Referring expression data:
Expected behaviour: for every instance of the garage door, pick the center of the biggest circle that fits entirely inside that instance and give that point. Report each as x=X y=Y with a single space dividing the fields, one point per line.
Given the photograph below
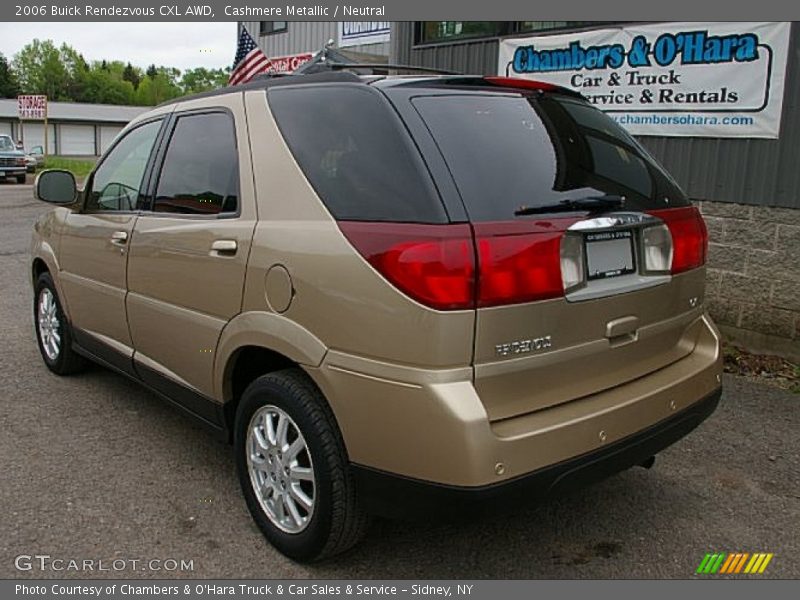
x=77 y=140
x=107 y=135
x=33 y=135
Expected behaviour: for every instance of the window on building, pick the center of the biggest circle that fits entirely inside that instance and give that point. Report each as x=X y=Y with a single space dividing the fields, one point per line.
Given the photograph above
x=200 y=175
x=269 y=27
x=117 y=181
x=440 y=31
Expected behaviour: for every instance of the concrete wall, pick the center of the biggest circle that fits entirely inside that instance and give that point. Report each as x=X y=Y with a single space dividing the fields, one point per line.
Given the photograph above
x=754 y=275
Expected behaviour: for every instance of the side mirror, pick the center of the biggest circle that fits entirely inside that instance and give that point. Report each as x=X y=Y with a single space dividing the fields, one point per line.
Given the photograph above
x=56 y=186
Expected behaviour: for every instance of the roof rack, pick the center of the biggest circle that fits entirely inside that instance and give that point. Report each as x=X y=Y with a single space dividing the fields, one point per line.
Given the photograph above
x=387 y=66
x=330 y=59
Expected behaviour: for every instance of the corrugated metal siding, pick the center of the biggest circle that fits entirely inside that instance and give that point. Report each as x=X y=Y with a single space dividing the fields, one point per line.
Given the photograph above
x=746 y=171
x=306 y=36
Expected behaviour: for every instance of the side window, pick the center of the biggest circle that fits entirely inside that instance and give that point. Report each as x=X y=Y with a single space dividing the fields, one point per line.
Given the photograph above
x=118 y=179
x=200 y=174
x=356 y=154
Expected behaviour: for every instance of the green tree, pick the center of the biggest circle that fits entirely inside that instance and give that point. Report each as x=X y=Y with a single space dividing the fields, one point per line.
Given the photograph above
x=132 y=74
x=9 y=86
x=77 y=72
x=158 y=86
x=40 y=70
x=202 y=79
x=105 y=85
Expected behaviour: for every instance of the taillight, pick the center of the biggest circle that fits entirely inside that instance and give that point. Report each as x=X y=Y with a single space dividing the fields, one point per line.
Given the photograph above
x=433 y=264
x=517 y=267
x=689 y=237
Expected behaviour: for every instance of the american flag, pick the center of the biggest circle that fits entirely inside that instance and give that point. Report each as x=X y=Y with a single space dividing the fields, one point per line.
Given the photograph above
x=250 y=60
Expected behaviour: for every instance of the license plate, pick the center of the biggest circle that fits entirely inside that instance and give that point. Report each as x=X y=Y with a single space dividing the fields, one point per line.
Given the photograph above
x=609 y=254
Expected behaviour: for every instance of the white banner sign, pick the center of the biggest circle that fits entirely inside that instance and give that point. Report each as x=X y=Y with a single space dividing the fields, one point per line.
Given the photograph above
x=354 y=33
x=670 y=79
x=32 y=107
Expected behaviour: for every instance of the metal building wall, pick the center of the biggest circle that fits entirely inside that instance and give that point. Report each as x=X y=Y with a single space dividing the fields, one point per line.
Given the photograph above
x=306 y=36
x=745 y=171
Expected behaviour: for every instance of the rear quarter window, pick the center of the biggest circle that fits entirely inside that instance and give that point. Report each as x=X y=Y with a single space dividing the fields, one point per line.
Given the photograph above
x=356 y=153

Task requirements:
When a record holds a picture, leave that picture out; copy the rest verbatim.

Solution:
Expected behaviour: for every instance of the garage door, pick the center of the biggest circle that fits entirely inside that instance and give that point. Report each as x=X y=Y with a single space dividing the fields, one point per line.
Given the photograph below
x=77 y=140
x=107 y=135
x=33 y=135
Expected behaviour: for every instance of the window on building, pick the center of the biggest circle that fits entirely inside that instance and give that point. Report each as x=X y=Y with a single space dividing the fields, one point per line.
Given the photograph above
x=200 y=175
x=269 y=27
x=117 y=181
x=440 y=31
Expected behaviour: for every instance of the concrete wall, pick the center of the biggest circle that fits entirely inside that instance and give that point. Report each as x=X y=Y with a single space dividing the fields, one point per line.
Given the photograph above
x=754 y=275
Expected behaviour: for every instance of the side mirror, pick the center of the biggest circle that fits entirely inside that instance and give that point. Report each as x=X y=Y with a single space dividing the fields, one point per line.
Given the photograph above
x=56 y=186
Expected behaviour: for every instance of the roof rack, pick the center of the biggest circle that fits entirely inside that instance and give that point. Report each as x=X y=Y with a single space dividing the fields, one point per line.
Given the photograph above
x=387 y=66
x=330 y=59
Expected behaviour: for every instance of the corrugated metal siding, pick the center of the biggest circle that fits entirely inside that instance and give that point. Report each as x=X y=Y with a single space dividing the fields, one point per line.
Given the photograph above
x=746 y=171
x=306 y=36
Expected behaviour: for every instance of the side window, pick the center of the biggest circle that fits entirely inside that instance and give that point. Report each as x=X y=Y with a single space dividing the fields, one point per line.
Given the photograph above
x=118 y=179
x=200 y=174
x=356 y=154
Expected behaviour: for every instance of the green tree, pick the center of the biggest circle that fits entirely inside that instance and give that point. Report each as x=X y=Y with a single space dividing the fields, one point per line.
Given the photograph above
x=132 y=74
x=9 y=86
x=77 y=72
x=158 y=86
x=40 y=70
x=202 y=79
x=105 y=85
Expected behaviour: for every instance of the taillight, pick the center of the biggest circle that fits entirely inside that instance and give that point. Report each as x=X y=Y with a single space dividing the fields, one point per line.
Given the photograph above
x=433 y=264
x=517 y=267
x=689 y=237
Expected behaviour: for every instance of the american flag, pick the center of the biggest circle that fits entirely inside that instance and give that point. Report each as x=X y=Y with a single space dividing the fields, one point per line.
Given the photograph above
x=250 y=60
Expected behaviour: for every instance of the license plate, pick the center of the biggest circle that fits entirely inside that instance and give that point. Report each as x=X y=Y with a single space dividing the fields, one point per line.
Given the photograph above
x=609 y=254
Expected behaviour: for every instance of the white banner sign, pick the center of the biggest circle that fits entirely inside that instance and give that point. Report each as x=X y=Y with a single space dividing the fields, one point per line.
Given the photograph above
x=354 y=33
x=670 y=79
x=32 y=107
Expected behaviour: for every instance of the metal building wall, pick the center of the biggest circle that fits entirely inside that instance and give that point. Report each as x=X y=Y with a single space dividing the fields, one point per line.
Given the photograph above
x=306 y=36
x=745 y=171
Expected behaviour: for every instance of the rear quarter window, pick the center of the biggest circle that fits entirely inside that instance and give that point. Report each as x=X y=Y with a single space dividing the fields, one point per line.
Given the photograph above
x=356 y=153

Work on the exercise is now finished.